If you’re anything like us, you don’t give much thought into pouring a glass of milk or having a yogurt with your breakfast. It’s part of your routine. A small research study has changed that, though. After conducting a small –still too small to be conclusive– study, researchers are now evaluating whether or not dairy products could allow for enhanced effectiveness of probiotics. Wondering what scientists discovered? Alright, alright, we’ll give you the cereal-bowl headlines already, so you can get on with your morning.
What Was Tested
A test group of mice suffering from colon inflammation, a condition known as colitis, received plain milk, the probiotic strain Lactobacillus casei BL23 with a non-food supplement , or the probiotic strain L. casei in milk. In an effort to gauge the effectiveness of the probiotics delivered in milk, the microbiome of all test subjects was assessed before and after experimentation.
What Was Discovered
In an article published by Applied and Environmental Microbiology in July of 2015, researchers shared some interesting news.
“This did not significantly alter the resident gut bacteria, suggesting that the benefits of the probiotic involve a direct effect of L. casei, or of a metabolic product of these bacteria upon the intestinal epithelium, rather than a global alteration of the ingenious intestinal microbiota,” reported Maria Marco, PhD.

## WORK INSTRUCTION 1
Rewrite the part of the article on dairy and probiotics starting at "What Was Tested" and ending at "and after experimentation.", with "mice" replaced by "rats".
## WORK INSTRUCTION 2
Translate this sentence from the article on dairy and probiotics into Spanish: "In an article published by Applied and Environmental Microbiology in July of 2015, researchers shared some interesting news."
## WORK INSTRUCTION 3
Answer these questions using the article on dairy and probiotics:
(a) What condition did the test mice suffer from?
(b) In what month and year did Applied and Environmental Microbiology publish the article?
(c) Who is named as reporting the quoted finding?

## EXCERPTED DATA
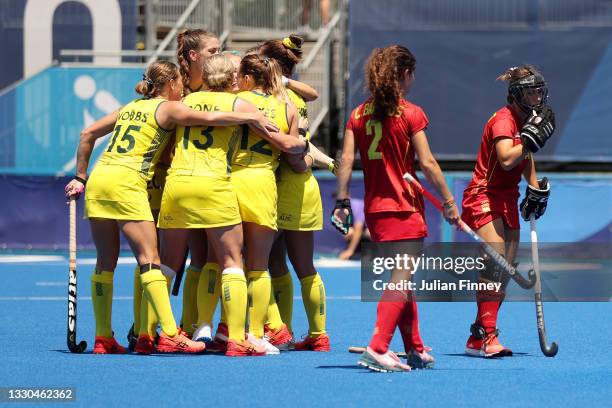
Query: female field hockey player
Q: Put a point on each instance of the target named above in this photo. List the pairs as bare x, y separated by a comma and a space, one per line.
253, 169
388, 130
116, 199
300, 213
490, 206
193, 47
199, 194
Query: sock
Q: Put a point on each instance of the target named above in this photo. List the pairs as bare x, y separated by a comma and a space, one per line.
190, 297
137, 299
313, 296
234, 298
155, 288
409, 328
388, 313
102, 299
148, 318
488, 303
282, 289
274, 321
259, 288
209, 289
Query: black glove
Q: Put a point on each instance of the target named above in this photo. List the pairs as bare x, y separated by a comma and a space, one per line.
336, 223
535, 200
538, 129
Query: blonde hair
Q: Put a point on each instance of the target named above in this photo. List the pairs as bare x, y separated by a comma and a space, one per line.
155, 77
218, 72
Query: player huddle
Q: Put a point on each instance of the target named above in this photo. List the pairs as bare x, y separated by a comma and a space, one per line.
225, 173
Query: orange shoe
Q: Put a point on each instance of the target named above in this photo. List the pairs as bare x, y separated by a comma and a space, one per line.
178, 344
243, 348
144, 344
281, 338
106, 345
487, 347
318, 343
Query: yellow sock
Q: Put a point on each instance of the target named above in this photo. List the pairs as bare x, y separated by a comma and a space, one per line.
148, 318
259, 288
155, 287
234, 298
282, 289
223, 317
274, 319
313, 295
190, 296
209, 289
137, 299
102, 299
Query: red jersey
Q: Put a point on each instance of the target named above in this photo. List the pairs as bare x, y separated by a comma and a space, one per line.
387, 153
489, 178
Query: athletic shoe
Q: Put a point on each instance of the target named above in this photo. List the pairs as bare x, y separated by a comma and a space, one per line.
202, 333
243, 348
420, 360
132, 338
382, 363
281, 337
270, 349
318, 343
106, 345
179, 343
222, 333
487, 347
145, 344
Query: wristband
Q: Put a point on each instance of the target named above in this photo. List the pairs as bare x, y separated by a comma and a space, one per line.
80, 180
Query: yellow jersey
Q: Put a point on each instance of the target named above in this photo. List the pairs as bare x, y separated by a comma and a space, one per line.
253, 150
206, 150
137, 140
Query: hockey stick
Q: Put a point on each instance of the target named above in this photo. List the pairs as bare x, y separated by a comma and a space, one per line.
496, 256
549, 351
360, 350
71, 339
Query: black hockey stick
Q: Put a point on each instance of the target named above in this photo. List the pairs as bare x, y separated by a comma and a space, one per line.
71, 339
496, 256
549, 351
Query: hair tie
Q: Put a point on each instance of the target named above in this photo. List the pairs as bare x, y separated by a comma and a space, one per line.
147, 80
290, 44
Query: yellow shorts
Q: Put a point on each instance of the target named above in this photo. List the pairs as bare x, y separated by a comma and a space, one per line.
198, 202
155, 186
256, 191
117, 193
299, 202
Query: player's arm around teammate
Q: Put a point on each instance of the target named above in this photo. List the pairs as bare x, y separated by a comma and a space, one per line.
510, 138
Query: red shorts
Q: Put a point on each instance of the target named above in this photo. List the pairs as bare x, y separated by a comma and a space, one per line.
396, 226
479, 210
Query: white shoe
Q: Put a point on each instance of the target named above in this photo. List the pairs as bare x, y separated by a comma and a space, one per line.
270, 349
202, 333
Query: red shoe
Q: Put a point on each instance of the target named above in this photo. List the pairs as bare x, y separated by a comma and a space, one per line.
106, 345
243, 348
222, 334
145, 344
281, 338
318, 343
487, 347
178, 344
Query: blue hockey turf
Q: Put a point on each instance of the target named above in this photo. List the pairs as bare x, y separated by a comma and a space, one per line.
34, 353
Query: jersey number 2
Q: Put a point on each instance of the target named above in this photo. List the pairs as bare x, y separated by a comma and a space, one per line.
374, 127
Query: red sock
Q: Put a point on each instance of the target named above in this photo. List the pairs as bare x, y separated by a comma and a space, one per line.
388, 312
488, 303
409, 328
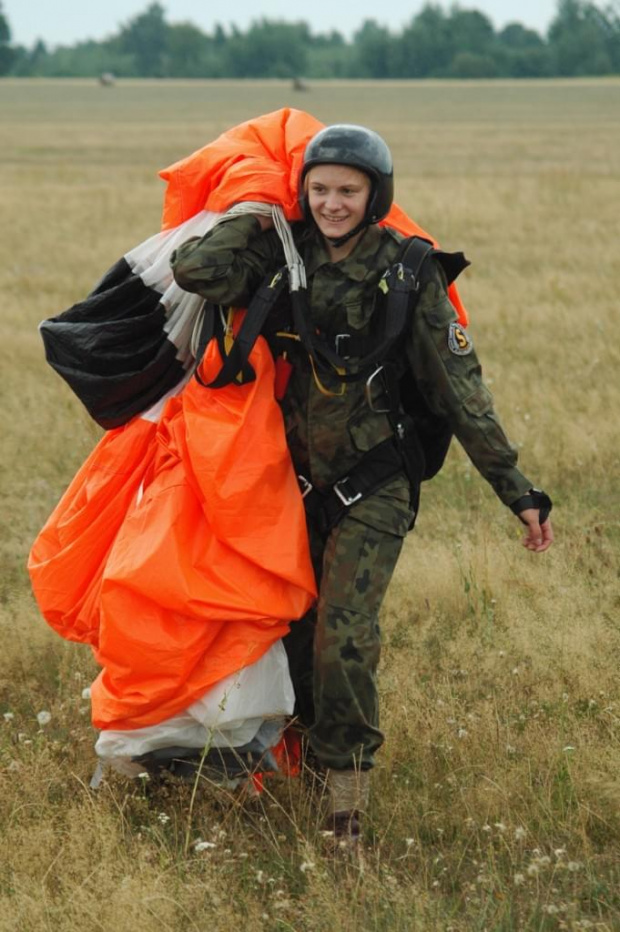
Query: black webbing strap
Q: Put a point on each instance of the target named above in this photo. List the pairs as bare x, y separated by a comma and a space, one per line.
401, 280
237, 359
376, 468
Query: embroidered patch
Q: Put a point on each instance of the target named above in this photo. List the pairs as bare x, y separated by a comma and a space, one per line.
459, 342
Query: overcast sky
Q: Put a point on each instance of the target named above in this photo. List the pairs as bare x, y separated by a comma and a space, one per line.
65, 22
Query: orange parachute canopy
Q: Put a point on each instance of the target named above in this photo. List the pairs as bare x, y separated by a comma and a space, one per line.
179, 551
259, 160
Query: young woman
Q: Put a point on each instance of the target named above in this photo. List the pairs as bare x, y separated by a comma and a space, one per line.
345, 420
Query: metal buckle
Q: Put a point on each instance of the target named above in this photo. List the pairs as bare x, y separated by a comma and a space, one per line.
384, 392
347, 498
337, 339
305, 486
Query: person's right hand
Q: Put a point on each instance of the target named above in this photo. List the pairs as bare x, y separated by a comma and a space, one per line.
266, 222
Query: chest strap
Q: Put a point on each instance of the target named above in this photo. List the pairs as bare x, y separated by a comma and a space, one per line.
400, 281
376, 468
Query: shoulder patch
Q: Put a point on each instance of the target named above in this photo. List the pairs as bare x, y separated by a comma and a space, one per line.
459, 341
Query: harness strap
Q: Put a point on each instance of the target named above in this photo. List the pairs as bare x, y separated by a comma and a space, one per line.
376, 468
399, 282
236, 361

==

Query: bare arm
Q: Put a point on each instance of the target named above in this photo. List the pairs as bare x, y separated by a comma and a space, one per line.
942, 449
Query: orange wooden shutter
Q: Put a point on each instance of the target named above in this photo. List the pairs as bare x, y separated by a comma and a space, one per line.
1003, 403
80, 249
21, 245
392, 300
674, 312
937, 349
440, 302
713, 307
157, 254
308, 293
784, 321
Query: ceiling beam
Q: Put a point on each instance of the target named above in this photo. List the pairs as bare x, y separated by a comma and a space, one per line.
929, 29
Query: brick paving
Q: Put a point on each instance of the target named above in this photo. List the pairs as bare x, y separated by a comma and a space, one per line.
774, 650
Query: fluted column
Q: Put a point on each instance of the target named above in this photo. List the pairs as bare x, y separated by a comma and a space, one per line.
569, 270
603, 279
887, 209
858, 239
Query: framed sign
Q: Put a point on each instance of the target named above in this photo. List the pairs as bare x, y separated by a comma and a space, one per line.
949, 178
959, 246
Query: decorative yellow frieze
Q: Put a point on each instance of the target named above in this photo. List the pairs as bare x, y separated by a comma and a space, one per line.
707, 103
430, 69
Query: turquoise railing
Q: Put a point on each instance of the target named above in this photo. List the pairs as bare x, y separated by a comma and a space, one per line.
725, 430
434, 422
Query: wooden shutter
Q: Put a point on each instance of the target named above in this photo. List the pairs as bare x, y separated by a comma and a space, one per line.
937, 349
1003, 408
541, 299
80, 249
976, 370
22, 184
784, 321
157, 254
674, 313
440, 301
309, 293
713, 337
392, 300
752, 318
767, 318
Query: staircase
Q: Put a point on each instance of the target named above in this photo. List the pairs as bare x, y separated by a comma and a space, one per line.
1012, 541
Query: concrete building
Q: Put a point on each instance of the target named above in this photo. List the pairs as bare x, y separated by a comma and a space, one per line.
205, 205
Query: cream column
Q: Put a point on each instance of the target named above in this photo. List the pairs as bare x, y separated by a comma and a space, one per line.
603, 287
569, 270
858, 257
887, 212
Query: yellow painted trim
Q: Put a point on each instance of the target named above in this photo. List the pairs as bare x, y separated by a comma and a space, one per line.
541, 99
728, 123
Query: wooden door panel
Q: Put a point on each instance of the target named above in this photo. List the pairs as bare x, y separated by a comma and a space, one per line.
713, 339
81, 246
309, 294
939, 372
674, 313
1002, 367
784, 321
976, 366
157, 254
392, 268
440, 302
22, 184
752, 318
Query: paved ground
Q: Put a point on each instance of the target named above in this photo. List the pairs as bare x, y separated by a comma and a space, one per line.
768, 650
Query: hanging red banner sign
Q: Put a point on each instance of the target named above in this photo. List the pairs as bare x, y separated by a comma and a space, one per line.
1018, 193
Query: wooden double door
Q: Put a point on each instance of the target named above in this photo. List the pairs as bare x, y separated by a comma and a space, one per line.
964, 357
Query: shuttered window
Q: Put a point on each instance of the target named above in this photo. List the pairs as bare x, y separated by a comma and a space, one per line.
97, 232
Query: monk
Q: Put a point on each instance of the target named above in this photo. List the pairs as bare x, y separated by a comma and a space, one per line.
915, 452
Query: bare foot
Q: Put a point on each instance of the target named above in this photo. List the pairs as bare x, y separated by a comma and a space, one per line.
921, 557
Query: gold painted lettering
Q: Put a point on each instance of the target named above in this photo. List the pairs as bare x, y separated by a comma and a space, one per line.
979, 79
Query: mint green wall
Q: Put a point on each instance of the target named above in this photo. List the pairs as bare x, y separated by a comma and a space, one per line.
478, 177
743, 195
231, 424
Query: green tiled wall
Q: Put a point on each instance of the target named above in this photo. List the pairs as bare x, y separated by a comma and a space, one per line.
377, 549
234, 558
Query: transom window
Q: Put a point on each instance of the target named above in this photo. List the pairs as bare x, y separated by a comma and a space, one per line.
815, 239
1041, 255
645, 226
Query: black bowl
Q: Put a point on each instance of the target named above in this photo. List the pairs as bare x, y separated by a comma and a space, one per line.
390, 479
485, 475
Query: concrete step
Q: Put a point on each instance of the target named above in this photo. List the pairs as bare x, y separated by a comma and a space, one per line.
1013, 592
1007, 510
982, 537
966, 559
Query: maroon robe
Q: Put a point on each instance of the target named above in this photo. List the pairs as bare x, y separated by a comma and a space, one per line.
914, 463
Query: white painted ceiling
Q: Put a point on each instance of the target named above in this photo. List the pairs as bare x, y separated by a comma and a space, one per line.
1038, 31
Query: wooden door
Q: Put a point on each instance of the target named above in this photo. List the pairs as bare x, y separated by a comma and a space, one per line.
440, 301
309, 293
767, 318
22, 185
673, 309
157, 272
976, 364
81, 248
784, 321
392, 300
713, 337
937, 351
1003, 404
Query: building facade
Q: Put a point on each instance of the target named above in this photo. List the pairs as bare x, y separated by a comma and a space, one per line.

## EXERCISE SOLUTION 1
What Was Tested
A test group of rats suffering from colon inflammation, a condition known as colitis, received plain milk, the probiotic strain Lactobacillus casei BL23 with a non-food supplement , or the probiotic strain L. casei in milk. In an effort to gauge the effectiveness of the probiotics delivered in milk, the microbiome of all test subjects was assessed before and after experimentation.

## EXERCISE SOLUTION 2
En un artículo publicado por Applied and Environmental Microbiology en julio de 2015, los investigadores compartieron algunas noticias interesantes.

## EXERCISE SOLUTION 3
(a) Colon inflammation, known as colitis.
(b) July of 2015.
(c) Maria Marco, PhD.